:: Page text ::

-- -- --

Warring
South Sudanese factions gathered in Tanzania Wednesday in the latest peace
efforts to end over a year of civil war which has claimed the lives of tens of
thousands of people.
AFP reports that Rebel
chief Riek Machar is expected to meet later Wednesday with arch-rival President
Salva Kiir to ink the latest in a string of agreements, Tanzanian government
officials said.
The
two sides are expected to sign an agreement aimed at reunifying the ruling
party, the Sudan People's Liberation Movement (SPLM), said Salvatory Rweyemamu,
from the office of Tanzanian President Jakaya Kikwete, who is hosting the
talks.
Ugandan
President Yoweri Museveni -- who has sent in troops to back Kiir's forces -- as
well as Kenya's Uhuru Kenyatta are also attending the talks, being held near
the northern Tanzanian tourist town of Arusha.

-- -- --

:: Raw data ::
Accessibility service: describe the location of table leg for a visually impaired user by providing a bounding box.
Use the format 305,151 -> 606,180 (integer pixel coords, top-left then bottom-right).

-- -- --

:: Task instructions ::
A: In the article on the South Sudan peace talks, who is hosting the talks?
B: Using the article on the South Sudan peace talks, explain why the warring factions gathered in Tanzania and what the expected agreement is meant to do.
C: Retype the part of the article on the South Sudan peace talks that opens with the words containing "AFP reports that" and closes with "officials said.".
The listing has no connection to the article on the South Sudan peace talks.

:: Per-task answers ::
A: Tanzanian President Jakaya Kikwete is hosting the talks.

B: The factions gathered as part of the latest peace efforts to end more than a year of civil war that has killed tens of thousands of people. The agreement they are expected to sign is aimed at reunifying the ruling party, the Sudan People's Liberation Movement (SPLM).

C:
AFP reports that Rebel
chief Riek Machar is expected to meet later Wednesday with arch-rival President
Salva Kiir to ink the latest in a string of agreements, Tanzanian government
officials said.